Humanity needs healthy oceans. They generate 50 per cent of the oxygen we breathe and provide essential protein and nutrients to billions of people every day.

Covering more than two-thirds of Earth's surface, the seven seas have also softened the impact of climate change for life on land.

But at a terrible cost.

Absorbing around a quarter of CO2 pollution - even as emissions increased by half over the last 60 years - has turned sea water acidic, threatening aquatic food chains and the ocean's capacity to pull down carbon.

And soaking up more than 90 per cent of the excess heat from global warming has spawned massive marine heatwaves that are killing off precious coral reefs and expanding dead zones bereft of oxygen.

"We have only begun to understand the extent to which climate change is going to wreak havoc on ocean health," said Dr Charlotte de Fontaubert, the World Bank's global lead for the blue economy.

Making things worse is an unending torrent of pollution, including a garbage truck's worth of plastic every minute, according the UN Environment Programme (UNEP).

On current trends, yearly plastic waste will nearly triple to one billion tonnes by 2060, according to a recent report by the Organisation for Economic Co-operation and Development.

Microplastics - found inside Arctic ice and fish in the ocean's deepest trenches - are estimated to kill more than a million seabirds and over 100,000 marine mammals each year.

Solutions on the table range from recycling to global caps on plastic production.

Global fisheries will also be under the spotlight during the five-day UN Ocean Conference, originally slated for April 2020 and jointly hosted by Portugal and Kenya.

"At least one-third of wild fish stocks are overfished and less than 10 percent of the ocean is protected," Dr Kathryn Matthews, chief scientist for US-based NGO Oceana, told AFP.

"Destructive and illegal fishing vessels operate with impunity in many coastal waters and on the high seas."

One culprit is nearly US$35 billion (S$48.5 billion) in subsidies.

Baby steps taken last week by the World Trade Organisation (WTO) to reduce handouts to industry will hardly make a dent, experts said.

The conference will also see a push for a moratorium on deep-sea mining of rare metals needed for a boom in electric vehicle battery construction.

Scientists say poorly understood seabed ecosystems are fragile and could take decades or longer to heal once disrupted.

Another major focus will be "blue food", the new watchword for ensuring that marine harvests from all sources are sustainable and socially responsible.

Rising aquaculture yields - from salmon and tuna to shellfish and algae - are on track to overtake wild marine harvests in decline since the 1990s, with each producing roughly 100 million tonnes per year.

If properly managed, "wild ocean fish can provide a climate-friendly, micro-nutrient protein source that can feed one billion people a healthy seafood meal every day - forever," said Dr Matthews.

→ **Data supplied**
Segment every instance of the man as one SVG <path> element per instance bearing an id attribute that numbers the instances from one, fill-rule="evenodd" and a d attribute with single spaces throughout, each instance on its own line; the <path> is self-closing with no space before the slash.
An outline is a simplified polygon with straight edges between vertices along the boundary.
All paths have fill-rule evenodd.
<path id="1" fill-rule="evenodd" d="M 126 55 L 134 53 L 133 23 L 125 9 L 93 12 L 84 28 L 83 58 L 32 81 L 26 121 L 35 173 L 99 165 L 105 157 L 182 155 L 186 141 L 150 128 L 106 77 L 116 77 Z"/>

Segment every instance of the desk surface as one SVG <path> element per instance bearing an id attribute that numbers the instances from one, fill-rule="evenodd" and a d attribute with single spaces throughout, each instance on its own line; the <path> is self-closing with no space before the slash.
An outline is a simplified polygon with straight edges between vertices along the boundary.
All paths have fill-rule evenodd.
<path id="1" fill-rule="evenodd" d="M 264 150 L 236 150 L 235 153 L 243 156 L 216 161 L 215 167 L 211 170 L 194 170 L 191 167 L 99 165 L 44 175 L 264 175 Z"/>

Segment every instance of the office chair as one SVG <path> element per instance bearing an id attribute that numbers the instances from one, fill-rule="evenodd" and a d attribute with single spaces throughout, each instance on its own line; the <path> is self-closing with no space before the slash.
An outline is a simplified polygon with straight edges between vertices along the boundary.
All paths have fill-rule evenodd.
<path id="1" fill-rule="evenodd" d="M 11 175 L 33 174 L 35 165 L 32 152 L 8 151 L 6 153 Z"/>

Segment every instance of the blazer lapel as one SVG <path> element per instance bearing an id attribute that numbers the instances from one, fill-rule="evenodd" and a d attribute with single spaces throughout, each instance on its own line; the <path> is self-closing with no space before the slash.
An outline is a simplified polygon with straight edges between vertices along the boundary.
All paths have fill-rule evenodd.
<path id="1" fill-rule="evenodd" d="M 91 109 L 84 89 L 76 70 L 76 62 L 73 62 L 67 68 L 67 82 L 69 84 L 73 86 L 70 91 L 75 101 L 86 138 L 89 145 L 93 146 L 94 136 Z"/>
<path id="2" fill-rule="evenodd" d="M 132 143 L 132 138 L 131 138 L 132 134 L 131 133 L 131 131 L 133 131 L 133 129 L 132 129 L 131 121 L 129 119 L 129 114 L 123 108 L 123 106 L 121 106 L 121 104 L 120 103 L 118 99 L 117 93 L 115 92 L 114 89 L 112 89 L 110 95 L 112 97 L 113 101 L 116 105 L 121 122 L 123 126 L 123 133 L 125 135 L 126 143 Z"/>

→ **Parts of the exercise**
A – In the ocean passage, which two countries jointly host the UN Ocean Conference?
B – Reproduce the ocean passage word for word, from "But at a terrible" up to and including "the blue economy.".

→ **Answers for this exercise**
A – Portugal and Kenya

B –
But at a terrible cost.

Absorbing around a quarter of CO2 pollution - even as emissions increased by half over the last 60 years - has turned sea water acidic, threatening aquatic food chains and the ocean's capacity to pull down carbon.

And soaking up more than 90 per cent of the excess heat from global warming has spawned massive marine heatwaves that are killing off precious coral reefs and expanding dead zones bereft of oxygen.

"We have only begun to understand the extent to which climate change is going to wreak havoc on ocean health," said Dr Charlotte de Fontaubert, the World Bank's global lead for the blue economy.